## Aim of the exercise
Extract the full listing below without altering a single character.

-- begin Dataset rows --

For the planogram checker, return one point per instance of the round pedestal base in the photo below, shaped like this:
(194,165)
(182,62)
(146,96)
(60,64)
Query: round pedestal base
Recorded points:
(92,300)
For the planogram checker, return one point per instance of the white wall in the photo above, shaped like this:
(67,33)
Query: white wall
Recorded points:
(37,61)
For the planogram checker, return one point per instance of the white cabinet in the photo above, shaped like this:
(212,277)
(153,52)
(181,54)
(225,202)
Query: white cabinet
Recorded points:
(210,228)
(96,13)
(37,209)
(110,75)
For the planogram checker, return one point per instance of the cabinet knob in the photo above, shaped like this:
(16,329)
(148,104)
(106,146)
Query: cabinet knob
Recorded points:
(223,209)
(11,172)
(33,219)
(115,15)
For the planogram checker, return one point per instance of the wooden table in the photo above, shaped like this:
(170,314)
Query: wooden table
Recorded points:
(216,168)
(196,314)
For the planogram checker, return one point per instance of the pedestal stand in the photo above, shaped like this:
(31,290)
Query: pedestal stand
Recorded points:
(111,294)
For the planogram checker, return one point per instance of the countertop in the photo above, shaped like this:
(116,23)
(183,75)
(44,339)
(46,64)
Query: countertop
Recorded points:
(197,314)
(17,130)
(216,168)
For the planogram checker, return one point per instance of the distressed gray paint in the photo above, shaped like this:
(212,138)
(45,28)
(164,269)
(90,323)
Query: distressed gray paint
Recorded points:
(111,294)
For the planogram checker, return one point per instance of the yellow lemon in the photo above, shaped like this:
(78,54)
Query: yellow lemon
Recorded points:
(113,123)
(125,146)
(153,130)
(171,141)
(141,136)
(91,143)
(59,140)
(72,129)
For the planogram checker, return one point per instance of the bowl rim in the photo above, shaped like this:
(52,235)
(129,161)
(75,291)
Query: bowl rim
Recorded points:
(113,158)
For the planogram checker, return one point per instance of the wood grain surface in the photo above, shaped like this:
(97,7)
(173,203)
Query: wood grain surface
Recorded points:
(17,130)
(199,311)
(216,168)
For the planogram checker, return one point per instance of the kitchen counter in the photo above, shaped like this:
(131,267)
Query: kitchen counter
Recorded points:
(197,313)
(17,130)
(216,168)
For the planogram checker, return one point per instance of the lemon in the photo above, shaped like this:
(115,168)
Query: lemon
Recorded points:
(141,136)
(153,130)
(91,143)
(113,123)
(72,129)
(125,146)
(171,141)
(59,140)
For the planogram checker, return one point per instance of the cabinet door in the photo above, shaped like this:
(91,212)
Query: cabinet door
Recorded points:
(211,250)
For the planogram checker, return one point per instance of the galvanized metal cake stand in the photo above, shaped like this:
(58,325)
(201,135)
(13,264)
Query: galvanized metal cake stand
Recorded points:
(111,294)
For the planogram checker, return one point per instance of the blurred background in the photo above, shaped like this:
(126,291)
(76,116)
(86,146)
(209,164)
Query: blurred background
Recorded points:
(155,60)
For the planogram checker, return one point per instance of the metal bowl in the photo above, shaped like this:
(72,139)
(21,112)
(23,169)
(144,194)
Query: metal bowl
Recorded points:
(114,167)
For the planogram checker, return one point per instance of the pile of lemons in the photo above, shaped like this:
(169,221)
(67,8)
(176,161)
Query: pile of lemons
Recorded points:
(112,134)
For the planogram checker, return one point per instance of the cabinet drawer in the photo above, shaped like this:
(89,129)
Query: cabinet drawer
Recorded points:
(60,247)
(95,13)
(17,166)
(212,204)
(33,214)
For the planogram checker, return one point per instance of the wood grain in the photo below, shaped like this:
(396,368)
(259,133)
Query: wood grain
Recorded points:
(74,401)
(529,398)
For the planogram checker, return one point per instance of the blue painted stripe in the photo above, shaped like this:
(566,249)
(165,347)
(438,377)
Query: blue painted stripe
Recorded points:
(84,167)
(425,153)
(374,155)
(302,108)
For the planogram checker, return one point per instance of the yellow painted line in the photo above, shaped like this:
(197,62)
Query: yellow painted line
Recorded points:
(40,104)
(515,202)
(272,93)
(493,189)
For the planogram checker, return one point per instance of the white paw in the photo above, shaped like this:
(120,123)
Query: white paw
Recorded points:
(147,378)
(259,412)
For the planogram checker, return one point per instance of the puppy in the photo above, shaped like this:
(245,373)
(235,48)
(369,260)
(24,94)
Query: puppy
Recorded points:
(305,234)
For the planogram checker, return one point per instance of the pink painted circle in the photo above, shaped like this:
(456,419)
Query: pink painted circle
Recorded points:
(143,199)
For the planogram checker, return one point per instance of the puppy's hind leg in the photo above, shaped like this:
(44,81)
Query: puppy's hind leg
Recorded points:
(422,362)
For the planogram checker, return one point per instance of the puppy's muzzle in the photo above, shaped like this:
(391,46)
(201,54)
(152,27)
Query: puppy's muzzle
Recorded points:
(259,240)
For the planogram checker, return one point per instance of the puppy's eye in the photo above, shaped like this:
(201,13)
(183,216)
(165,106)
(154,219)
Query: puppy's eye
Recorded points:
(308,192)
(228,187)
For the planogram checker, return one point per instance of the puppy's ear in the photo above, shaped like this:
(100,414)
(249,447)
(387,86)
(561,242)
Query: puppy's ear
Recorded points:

-- end Dataset rows --

## Output of the exercise
For the planogram checker, return one point per instance of the round pedestal base in the photo below, shaped like this:
(194,165)
(182,62)
(146,96)
(60,64)
Query: round pedestal base
Recorded points:
(92,300)
For the planogram checker, return one point per instance of the white wall in the photo above, shaped like this:
(67,33)
Query: white wall
Recorded points:
(37,61)
For the planogram checker, return one point per instance of the white cabinet in the photo above, shaped like this:
(212,277)
(153,52)
(181,54)
(225,202)
Query: white cabinet
Recorded points:
(210,228)
(96,13)
(37,209)
(110,75)
For the planogram checker, return one point per instance of the cabinet knob in the photo above, shaped like this:
(16,329)
(148,104)
(106,146)
Query: cabinet knob
Recorded points:
(223,209)
(11,172)
(33,219)
(115,15)
For the planogram checker, return one point per instance of the wooden table in the photo above, shaped like this:
(170,314)
Query: wooden table
Recorded points:
(216,168)
(196,314)
For the planogram checker, return one point per instance of the pedestal stand in the photo above, shaped like this:
(31,290)
Query: pedestal stand
Recorded points:
(111,294)
For the planogram checker, return one point per instance of the countertop in the photo above, shaped like this:
(116,23)
(183,75)
(44,339)
(46,64)
Query: countertop
Recorded points:
(197,314)
(17,130)
(216,168)
For the planogram checker, return one point per instance of the distressed gray paint in the photo above, shaped like this:
(212,138)
(45,28)
(164,269)
(90,323)
Query: distressed gray paint
Recorded points:
(111,294)
For the planogram checker, return one point per instance of the yellow lemon in the photo above, shaped like this:
(78,54)
Query: yellow lemon
Recorded points:
(113,123)
(125,146)
(153,130)
(171,141)
(141,136)
(91,143)
(59,140)
(72,129)
For the planogram checker, return one point per instance of the bowl rim in the photo above, shaped like this:
(52,235)
(129,161)
(75,291)
Query: bowl rim
Recorded points:
(113,158)
For the planogram checker, return one point per instance of the wood grain surface in the photo above, shaped like this:
(97,7)
(173,203)
Query: wood grain surface
Recorded points:
(17,130)
(199,311)
(216,168)
For the planogram checker, return one point per instance of the kitchen counter in the photo above, shaped like this:
(131,267)
Query: kitchen counter
Recorded points:
(197,313)
(17,130)
(216,168)
For the planogram checker, return one point per instance of the lemon in the photo above, shaped like this:
(115,168)
Query: lemon
Recorded points:
(141,136)
(153,130)
(91,143)
(113,123)
(72,129)
(125,146)
(171,141)
(59,140)
For the planogram checker, return one point per instance of the cabinet door in the photo above, shaped like this:
(91,212)
Query: cabinet door
Recorded points:
(211,250)
For the planogram checker, return one point per instance of the galvanized metal cake stand in the photo above, shaped like this:
(58,325)
(201,135)
(13,264)
Query: galvanized metal cake stand
Recorded points:
(111,294)
For the planogram checker, return one point per instance of the blurred background in the photo above, shaped like this:
(126,291)
(76,116)
(86,146)
(209,164)
Query: blurred background
Recorded points:
(155,60)
For the planogram checker, return one point per instance of the metal bowl in the photo above, shaped like this:
(72,139)
(21,112)
(23,169)
(144,194)
Query: metal bowl
Recorded points:
(114,167)
For the planogram checker, return one point per instance of the pile of lemons in the photo above, shaped like this:
(169,221)
(67,8)
(176,161)
Query: pile of lemons
Recorded points:
(112,134)
For the planogram checker, return one point per instance of the cabinet drawer in the photo above, shaped like this:
(89,129)
Query: cabinet drawer
Recorded points:
(60,247)
(95,13)
(17,166)
(212,204)
(33,214)
For the planogram checker, return one point per instance of the wood grain in the photo below, shaped like this:
(396,368)
(259,133)
Query: wood grain
Recorded points:
(74,401)
(529,398)
For the planogram checker, return one point per instance of the blue painted stripe in the photo above, shaped like this:
(566,249)
(165,347)
(438,377)
Query: blue painted stripe
Recorded points:
(84,167)
(425,153)
(374,155)
(302,108)
For the planogram checker, return one point per instance of the yellow painted line in the photo above, shaped like this:
(197,62)
Query: yellow painted line
Recorded points:
(40,104)
(515,202)
(272,93)
(493,189)
For the planogram checker, return one point per instance of the white paw in the photo above, shaped like this:
(120,123)
Query: white paw
Recorded points:
(147,378)
(259,412)
For the planogram checker, return one point per instance of the puppy in the photo above, shaped like this:
(245,373)
(235,48)
(369,260)
(24,94)
Query: puppy
Recorded points:
(305,234)
For the planogram checker, return one point per instance of the pink painted circle in the photo above, shaped like this:
(456,419)
Query: pink painted circle
Recorded points:
(143,199)
For the planogram checker, return one point per instance of the puppy's hind leg in the photo above, shaped like this:
(44,81)
Query: puppy's hind leg
Recorded points:
(422,362)
For the planogram checker, return one point per instance of the puppy's muzzle in the photo above, shaped like this:
(391,46)
(201,54)
(152,27)
Query: puppy's muzzle
Recorded points:
(259,240)
For the planogram checker, return one point per instance of the puppy's eye in the photo above, shaped like this:
(201,13)
(183,216)
(165,106)
(154,219)
Query: puppy's eye
Recorded points:
(308,192)
(228,187)
For the planogram checker, return one point per instance of the puppy's ear in the photo above, shaped like this:
(100,414)
(249,447)
(387,86)
(561,242)
Query: puppy's ear
Recorded points:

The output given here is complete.